_PROVIDED RECORDS_:
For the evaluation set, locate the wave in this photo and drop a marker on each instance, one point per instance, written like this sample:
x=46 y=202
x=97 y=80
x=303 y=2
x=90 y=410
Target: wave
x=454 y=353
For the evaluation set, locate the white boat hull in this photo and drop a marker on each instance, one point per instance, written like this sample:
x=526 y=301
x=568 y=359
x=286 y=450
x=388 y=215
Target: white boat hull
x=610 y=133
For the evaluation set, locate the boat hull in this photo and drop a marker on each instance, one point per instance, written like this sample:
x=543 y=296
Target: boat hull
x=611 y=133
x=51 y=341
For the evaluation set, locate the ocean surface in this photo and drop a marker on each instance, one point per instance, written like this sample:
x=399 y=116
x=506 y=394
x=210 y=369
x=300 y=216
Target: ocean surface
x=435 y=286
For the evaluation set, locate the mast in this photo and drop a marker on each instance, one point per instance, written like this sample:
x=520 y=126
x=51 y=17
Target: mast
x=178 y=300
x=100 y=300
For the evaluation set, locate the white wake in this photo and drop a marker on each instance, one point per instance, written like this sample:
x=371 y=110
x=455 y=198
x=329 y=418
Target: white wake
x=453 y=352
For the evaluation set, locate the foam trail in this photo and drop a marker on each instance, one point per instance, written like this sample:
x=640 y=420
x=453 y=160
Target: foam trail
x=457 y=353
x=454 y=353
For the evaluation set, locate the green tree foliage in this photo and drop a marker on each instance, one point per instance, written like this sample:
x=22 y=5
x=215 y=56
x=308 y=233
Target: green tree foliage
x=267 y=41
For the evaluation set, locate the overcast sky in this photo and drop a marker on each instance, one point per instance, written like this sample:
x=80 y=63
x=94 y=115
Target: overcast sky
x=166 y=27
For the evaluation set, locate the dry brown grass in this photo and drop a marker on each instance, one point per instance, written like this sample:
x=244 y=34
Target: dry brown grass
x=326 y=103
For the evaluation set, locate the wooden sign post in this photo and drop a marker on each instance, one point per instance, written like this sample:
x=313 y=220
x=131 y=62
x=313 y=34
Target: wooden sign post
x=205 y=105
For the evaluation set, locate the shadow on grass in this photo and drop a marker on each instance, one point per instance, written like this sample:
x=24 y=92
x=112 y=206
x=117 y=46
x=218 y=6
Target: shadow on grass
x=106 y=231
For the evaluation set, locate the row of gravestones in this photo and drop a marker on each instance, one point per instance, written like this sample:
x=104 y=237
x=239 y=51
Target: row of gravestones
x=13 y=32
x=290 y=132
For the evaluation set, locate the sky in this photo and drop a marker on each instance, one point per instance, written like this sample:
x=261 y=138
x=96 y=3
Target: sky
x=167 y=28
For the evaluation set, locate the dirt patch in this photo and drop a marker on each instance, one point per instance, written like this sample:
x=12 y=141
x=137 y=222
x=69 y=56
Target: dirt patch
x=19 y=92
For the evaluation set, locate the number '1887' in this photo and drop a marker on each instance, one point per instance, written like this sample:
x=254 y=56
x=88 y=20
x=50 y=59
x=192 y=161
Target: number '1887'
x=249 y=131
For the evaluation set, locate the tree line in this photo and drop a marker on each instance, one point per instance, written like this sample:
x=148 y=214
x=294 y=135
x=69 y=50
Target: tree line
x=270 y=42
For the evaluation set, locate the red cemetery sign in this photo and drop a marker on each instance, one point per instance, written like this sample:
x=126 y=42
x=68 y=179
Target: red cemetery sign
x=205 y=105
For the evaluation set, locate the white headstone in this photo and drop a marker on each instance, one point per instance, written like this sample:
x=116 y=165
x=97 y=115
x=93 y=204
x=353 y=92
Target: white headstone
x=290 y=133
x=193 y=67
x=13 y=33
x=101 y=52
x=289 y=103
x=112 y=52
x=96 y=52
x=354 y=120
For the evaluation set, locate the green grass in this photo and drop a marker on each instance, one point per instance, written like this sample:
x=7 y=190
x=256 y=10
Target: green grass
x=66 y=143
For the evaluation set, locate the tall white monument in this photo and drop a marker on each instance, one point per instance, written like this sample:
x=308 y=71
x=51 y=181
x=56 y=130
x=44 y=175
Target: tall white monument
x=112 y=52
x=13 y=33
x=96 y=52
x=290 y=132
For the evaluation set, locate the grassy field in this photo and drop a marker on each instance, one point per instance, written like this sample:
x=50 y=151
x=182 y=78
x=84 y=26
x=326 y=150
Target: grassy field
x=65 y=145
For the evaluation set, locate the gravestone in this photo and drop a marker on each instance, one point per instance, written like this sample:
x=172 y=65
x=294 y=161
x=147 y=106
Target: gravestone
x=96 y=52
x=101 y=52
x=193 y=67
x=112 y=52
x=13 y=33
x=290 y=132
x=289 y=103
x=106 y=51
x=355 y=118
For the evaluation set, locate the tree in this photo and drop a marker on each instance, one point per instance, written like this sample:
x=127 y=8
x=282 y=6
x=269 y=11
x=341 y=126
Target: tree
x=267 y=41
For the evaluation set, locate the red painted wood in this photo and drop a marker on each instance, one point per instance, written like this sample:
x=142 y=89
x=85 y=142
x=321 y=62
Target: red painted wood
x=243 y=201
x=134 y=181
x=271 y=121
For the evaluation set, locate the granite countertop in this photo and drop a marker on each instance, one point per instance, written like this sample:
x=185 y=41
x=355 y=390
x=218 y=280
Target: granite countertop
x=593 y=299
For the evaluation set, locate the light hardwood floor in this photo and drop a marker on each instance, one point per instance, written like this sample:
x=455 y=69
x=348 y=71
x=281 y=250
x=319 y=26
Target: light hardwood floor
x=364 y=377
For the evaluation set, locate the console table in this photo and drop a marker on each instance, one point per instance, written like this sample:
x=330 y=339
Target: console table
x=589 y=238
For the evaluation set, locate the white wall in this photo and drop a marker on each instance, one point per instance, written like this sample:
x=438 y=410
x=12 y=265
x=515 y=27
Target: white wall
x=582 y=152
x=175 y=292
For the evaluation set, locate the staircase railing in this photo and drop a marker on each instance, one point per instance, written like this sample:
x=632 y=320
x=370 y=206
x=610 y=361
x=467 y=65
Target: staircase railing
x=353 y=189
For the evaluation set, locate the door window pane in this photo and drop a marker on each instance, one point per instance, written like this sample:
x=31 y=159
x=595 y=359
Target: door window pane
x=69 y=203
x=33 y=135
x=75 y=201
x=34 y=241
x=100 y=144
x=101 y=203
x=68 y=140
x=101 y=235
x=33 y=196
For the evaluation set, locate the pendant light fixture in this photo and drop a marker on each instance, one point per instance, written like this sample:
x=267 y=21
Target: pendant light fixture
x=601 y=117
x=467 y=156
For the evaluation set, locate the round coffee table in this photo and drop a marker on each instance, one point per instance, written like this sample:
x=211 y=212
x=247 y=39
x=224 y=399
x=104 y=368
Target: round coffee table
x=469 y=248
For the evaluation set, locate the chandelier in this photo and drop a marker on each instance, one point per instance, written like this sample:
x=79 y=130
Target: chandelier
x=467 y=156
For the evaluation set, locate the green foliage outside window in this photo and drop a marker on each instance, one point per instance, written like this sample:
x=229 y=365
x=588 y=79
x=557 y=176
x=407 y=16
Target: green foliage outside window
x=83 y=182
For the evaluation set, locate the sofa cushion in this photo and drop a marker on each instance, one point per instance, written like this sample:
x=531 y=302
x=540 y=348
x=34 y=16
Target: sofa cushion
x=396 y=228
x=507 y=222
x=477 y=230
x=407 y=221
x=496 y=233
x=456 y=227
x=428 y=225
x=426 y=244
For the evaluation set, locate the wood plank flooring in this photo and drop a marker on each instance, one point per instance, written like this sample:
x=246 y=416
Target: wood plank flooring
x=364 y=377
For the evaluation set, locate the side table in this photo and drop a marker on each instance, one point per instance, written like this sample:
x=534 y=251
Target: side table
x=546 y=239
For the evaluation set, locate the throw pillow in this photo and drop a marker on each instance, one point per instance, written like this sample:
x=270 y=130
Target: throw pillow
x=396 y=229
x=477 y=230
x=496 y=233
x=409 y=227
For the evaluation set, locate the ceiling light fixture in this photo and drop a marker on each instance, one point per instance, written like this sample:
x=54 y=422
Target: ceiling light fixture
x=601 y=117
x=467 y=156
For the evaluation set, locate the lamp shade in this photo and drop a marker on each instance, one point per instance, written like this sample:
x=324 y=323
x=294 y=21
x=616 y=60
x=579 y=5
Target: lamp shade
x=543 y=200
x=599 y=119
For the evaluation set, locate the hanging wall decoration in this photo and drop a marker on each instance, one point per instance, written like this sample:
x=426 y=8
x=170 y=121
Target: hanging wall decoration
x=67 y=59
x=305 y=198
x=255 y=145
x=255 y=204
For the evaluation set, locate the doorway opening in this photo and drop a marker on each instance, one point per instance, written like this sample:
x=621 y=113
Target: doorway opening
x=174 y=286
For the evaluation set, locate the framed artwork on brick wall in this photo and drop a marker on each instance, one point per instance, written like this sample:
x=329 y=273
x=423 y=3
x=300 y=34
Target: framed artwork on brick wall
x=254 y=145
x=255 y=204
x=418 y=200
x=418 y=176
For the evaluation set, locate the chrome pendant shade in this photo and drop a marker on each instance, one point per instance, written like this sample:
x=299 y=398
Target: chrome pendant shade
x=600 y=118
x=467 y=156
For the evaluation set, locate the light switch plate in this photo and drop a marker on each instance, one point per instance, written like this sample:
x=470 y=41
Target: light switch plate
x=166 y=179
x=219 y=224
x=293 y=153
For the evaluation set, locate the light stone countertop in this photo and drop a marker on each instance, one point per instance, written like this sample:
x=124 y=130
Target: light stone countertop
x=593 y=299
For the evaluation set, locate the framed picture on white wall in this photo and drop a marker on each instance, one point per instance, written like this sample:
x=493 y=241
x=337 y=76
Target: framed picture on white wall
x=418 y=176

_TO DO_: Copy the rows above word for word, from their first line through the line that contains "x=453 y=352". Include that last line.

_TASK SOLUTION_:
For the evaluation set, locate the wave in this photo and drop a marker on each instance, one point per instance, written like this sample:
x=46 y=202
x=97 y=80
x=303 y=2
x=90 y=410
Target: wave
x=454 y=353
For the evaluation set, locate the white boat hull in this photo and drop a marker on each instance, one point per instance, written like this sample:
x=526 y=301
x=568 y=359
x=286 y=450
x=388 y=215
Target: white boat hull
x=610 y=133
For the evaluation set, locate the boat hull in this photo and drop a marker on each instance, one point per instance, written like this sample:
x=543 y=296
Target: boat hull
x=611 y=133
x=51 y=341
For the evaluation set, locate the ocean surface in this photo and drop a marker on each instance, one point per instance, written like this sample:
x=399 y=116
x=506 y=394
x=210 y=369
x=300 y=216
Target: ocean surface
x=435 y=286
For the evaluation set, locate the mast in this photo and drop a marker on each instance, one point per instance, written like this sample:
x=520 y=126
x=51 y=17
Target: mast
x=178 y=300
x=100 y=300
For the evaluation set, locate the white wake in this photo and drop a marker on each instance, one point per instance, written like this sample:
x=371 y=110
x=455 y=198
x=329 y=418
Target: white wake
x=453 y=352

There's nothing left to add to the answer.